--- TEXT SHOWN Enclosed Below ---

Explaining some of the tabs:

  • The aggrescan3Dscore:
    • max - maximum score for a single residue
    • min - minimum score for a single residue
    • sum - summary score for all residues
    • avg - average score for all residues
    • tab - a list of lists with A3D score for each residue. The list is formatted as follows: [ID, CODE, CHAIN, SCORE]
  • The auto_mut - a dictionary with keys - mutation codes and values - lists formatted as follows: [energetic effect, average score, difference in average score to wild]

Interacting with the full output

Example script interacting with the output is presented below.

import requests

req = requests.get('https://biocomp.chem.uw.edu.pl/a4d/RESTful/job/yourjobid/')

data = req.json()   # Get the data as a json
a3d = data['aggrescan3Dscore']  # Select the aggrescan3Dscore for analysis

print("AVG A3D: %s" % (a3d['average_value'])) # print the average value - care the data is all strings at this point
print("MIN A3D: %s" % (a3d['min_value']))

for row in a3d['table'][:6]:
    print(row[0], row[3])
to get output like:
AVG A3D: -1.424
MIN A3D: -4.1893
(u'1', u'-0.3367')
(u'2', u'0.3541')
(u'3', u'1.6640')
(u'4', u'0.8468')
(u'5', u'1.2976')
(u'6', u'0.5633')

Download the data

Example script to download all the files for a given job:

import os
import requests

test = requests.get('https://biocomp.chem.uw.edu.pl/a4d/RESTful/job/yourjobid/status/')
if test.json()["status"] == "done":
    req = requests.get('https://biocomp.chem.uw.edu.pl/a4d/RESTful/job/all_data/jourjobid')
    with open(os.path.join(os.path.dirname(os.path.abspath(__file__)), "a3d.tar.gz"), "wb") as f:
        f.write(req.content)
else:
    print("Job not yet done")
Running this script would download a `a3d.tar.gz` file to the directory of the script. The file contains all of the files from the job ran. Depending on the options for the job this archive might have different conatents. Extracting the file should yield:
  • A3D.csv (Always) - The output csv with Aggrescan scores for each residue
  • input.pdb (Always) - The input file for the program
  • output.pdb (Always) - The output file generated by the program.

--- End of Enclosed TEXT SHOWN ---
--- INFORMATION Enclosed Below ---

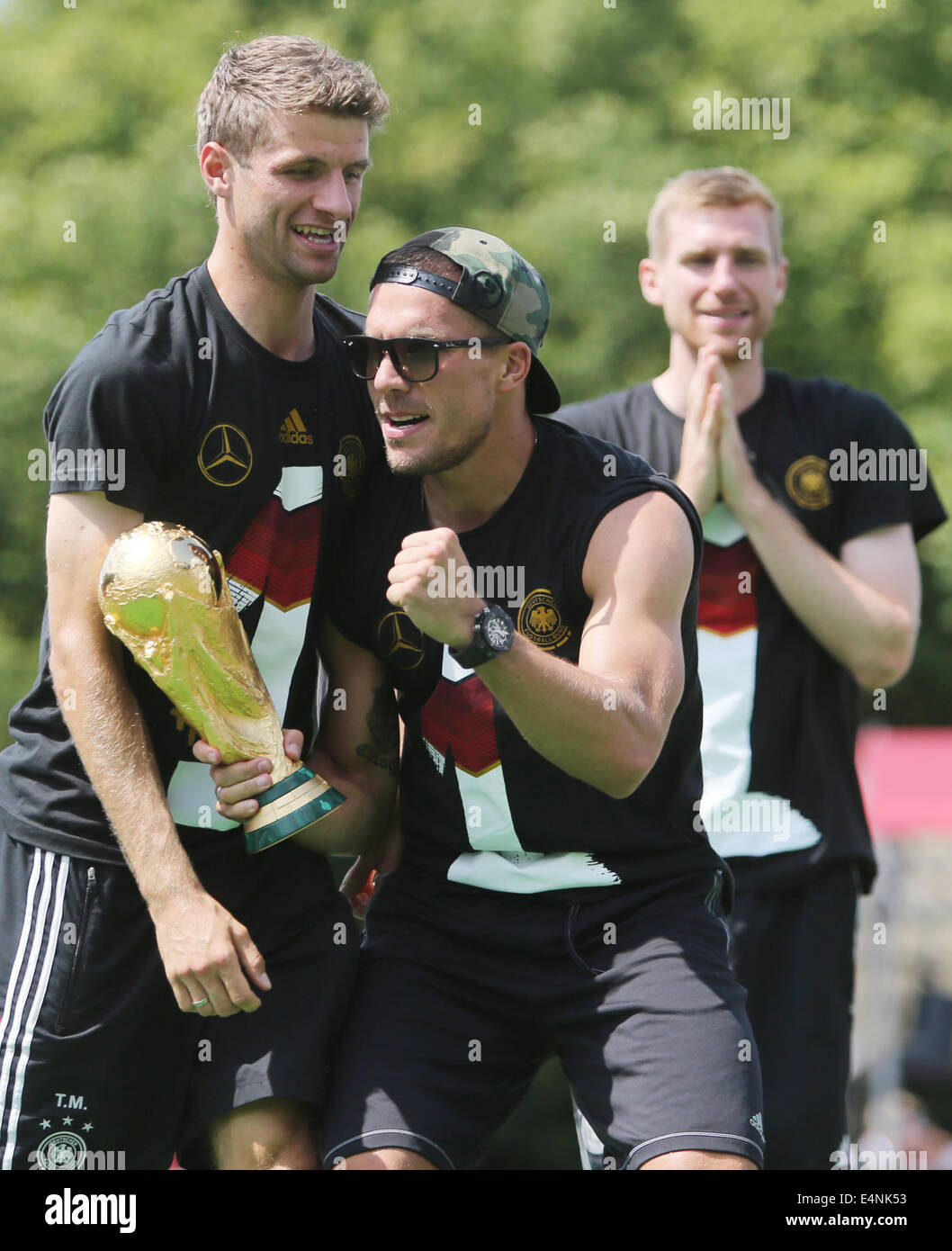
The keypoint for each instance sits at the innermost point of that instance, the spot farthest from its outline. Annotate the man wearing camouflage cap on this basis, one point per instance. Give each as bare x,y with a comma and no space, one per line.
532,593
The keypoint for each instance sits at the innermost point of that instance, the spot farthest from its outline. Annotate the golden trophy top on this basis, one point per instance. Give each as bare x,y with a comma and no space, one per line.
163,592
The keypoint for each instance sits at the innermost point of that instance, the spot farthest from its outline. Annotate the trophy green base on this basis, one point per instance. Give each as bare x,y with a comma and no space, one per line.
288,807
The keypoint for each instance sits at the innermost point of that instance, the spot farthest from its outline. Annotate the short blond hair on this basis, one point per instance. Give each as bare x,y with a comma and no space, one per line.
701,189
282,74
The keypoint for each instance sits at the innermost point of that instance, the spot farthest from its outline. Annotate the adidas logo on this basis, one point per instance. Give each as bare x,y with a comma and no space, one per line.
293,429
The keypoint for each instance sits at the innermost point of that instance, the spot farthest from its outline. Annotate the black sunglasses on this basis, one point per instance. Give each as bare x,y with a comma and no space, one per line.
414,359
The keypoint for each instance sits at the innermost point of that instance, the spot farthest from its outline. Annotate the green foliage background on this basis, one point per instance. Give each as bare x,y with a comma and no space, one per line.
586,108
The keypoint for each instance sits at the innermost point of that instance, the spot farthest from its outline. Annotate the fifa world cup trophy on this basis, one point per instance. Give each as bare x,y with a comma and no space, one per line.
163,592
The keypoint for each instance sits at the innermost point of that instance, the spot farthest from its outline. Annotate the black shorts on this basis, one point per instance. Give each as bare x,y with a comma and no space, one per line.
463,994
794,951
98,1066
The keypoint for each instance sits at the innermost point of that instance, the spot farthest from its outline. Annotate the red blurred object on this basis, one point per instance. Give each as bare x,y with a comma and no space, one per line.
906,778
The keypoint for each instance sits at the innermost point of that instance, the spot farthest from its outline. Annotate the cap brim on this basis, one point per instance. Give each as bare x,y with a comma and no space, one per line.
542,394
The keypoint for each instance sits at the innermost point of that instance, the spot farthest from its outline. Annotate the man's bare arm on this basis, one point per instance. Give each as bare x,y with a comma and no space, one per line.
204,950
603,721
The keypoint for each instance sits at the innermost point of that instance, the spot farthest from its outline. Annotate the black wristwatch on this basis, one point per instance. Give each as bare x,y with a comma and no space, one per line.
493,634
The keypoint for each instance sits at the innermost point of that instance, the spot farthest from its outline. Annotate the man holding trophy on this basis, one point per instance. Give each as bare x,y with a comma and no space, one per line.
240,426
532,592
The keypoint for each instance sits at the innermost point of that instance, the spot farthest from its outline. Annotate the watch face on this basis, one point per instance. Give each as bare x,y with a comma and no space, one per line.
498,631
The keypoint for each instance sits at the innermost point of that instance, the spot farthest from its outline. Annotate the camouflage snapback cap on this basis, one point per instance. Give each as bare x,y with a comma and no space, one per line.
497,285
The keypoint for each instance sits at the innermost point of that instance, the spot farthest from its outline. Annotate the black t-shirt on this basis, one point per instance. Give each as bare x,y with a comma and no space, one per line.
781,792
478,805
198,424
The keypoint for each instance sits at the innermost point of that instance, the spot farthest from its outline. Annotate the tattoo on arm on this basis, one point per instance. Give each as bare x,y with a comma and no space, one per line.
384,746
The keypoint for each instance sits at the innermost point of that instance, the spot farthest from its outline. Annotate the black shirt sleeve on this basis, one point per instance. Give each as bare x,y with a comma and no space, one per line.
898,488
115,422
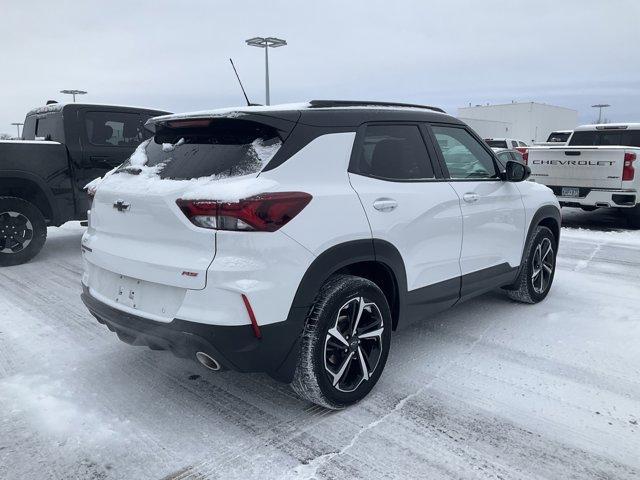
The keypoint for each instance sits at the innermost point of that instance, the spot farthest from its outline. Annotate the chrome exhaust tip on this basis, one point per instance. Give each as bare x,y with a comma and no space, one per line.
208,361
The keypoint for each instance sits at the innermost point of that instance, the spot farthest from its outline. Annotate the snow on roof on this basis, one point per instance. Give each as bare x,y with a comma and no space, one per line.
56,107
230,112
607,126
32,142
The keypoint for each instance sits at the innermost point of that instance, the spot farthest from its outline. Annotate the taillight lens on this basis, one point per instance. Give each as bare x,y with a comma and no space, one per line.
262,213
628,172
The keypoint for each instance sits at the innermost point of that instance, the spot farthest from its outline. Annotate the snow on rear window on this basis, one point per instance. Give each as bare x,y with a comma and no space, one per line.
225,149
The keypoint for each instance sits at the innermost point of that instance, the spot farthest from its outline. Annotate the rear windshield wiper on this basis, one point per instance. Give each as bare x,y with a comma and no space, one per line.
129,169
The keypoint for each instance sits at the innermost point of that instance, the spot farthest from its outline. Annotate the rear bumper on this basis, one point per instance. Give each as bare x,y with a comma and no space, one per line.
590,197
234,347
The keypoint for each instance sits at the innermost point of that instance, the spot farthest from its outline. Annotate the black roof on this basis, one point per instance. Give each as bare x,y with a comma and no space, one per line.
344,113
324,113
59,107
365,103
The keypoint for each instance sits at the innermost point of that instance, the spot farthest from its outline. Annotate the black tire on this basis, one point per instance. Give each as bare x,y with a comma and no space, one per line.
633,216
527,286
312,379
23,231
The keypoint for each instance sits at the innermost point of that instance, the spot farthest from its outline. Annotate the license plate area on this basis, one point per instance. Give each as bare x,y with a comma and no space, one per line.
129,292
570,192
148,298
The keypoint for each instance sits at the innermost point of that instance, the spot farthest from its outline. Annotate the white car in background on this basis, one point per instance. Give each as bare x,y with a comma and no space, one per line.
596,169
293,239
502,143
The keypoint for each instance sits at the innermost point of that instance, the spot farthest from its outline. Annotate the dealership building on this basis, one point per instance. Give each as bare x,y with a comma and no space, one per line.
530,122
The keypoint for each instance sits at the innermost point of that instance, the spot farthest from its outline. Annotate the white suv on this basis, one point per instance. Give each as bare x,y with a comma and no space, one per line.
293,240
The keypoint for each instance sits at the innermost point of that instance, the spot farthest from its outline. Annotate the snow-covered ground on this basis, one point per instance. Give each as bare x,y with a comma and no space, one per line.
489,389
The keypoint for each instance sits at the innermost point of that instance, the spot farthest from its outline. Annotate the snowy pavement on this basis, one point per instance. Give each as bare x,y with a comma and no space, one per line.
489,389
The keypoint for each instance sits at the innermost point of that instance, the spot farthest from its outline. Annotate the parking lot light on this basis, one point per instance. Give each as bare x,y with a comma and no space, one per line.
266,42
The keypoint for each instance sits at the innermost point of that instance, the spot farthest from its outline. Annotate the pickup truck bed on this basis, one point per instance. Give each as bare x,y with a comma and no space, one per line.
592,176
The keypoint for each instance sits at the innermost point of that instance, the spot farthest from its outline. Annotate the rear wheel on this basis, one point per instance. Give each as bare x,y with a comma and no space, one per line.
345,343
23,231
536,275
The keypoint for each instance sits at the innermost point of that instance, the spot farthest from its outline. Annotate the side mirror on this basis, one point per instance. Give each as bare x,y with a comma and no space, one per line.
516,172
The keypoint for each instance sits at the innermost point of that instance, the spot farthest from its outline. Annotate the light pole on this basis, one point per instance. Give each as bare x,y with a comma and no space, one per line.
18,125
600,106
266,42
74,93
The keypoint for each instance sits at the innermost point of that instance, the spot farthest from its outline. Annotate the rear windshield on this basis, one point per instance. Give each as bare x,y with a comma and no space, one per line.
496,143
627,138
558,137
224,148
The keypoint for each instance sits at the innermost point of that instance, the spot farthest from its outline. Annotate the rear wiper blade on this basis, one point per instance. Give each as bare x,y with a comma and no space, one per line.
131,170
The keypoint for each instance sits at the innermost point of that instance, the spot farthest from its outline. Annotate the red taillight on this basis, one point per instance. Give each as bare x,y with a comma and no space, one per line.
263,213
628,172
254,323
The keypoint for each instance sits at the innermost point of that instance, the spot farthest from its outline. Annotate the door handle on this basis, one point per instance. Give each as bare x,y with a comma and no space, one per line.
385,204
470,197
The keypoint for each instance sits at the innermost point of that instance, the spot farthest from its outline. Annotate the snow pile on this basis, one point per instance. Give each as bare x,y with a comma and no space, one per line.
53,410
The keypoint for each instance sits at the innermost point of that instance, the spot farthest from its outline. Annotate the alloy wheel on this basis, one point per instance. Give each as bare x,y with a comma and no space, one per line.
353,345
542,266
16,232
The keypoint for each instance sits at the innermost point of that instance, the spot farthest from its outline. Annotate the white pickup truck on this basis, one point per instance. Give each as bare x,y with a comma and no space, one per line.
594,169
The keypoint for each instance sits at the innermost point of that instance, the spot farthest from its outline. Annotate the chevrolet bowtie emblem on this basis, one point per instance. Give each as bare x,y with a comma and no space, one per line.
121,206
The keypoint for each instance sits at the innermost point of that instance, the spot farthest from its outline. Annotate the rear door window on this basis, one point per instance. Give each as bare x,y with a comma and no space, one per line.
205,148
464,156
496,143
116,129
48,128
394,152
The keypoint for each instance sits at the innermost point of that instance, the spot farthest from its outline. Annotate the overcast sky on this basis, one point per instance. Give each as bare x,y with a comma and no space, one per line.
173,55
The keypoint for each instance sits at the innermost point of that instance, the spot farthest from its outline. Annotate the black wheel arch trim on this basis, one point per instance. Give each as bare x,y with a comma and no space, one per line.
543,214
325,265
40,184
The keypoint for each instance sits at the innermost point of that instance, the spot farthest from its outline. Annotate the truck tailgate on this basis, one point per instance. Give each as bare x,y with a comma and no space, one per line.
598,167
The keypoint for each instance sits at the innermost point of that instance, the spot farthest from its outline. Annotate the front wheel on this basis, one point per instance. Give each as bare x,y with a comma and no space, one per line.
345,343
537,272
23,231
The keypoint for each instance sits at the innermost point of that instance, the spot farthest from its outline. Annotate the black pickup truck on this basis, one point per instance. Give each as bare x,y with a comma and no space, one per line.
42,176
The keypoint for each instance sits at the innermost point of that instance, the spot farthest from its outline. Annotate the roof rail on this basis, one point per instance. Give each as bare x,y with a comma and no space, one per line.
363,103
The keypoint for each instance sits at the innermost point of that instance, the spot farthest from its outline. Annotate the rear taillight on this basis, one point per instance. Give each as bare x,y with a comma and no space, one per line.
628,172
263,213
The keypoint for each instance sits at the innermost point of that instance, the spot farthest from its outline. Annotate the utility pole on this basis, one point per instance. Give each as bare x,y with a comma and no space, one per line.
18,125
266,43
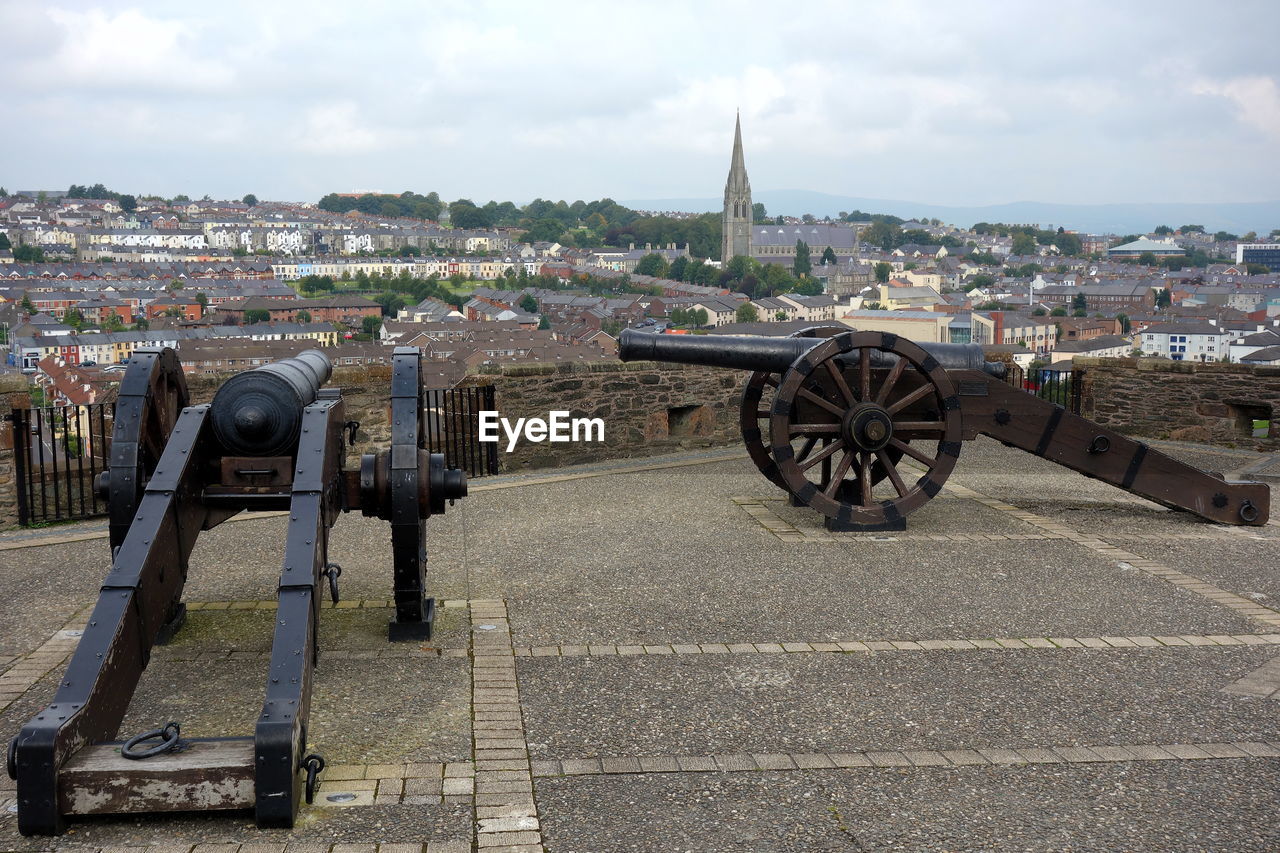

--- End of Enclosed INFORMATION ---

• TO DO:
1. List every file that the Aggrescan3D text says extracting the downloaded archive should yield.
2. Answer these questions from the Aggrescan3D text.
(a) What four items make up each list in the "tab" entry, in order?
(b) What average A3D value does the sample output print?
(c) What does the download script print when the job's status is not "done"?

• OUTPUTS IN ORDER:
1. A3D.csv, input.pdb, output.pdb

2.
(a) ID, CODE, CHAIN, SCORE
(b) -1.424
(c) Job not yet done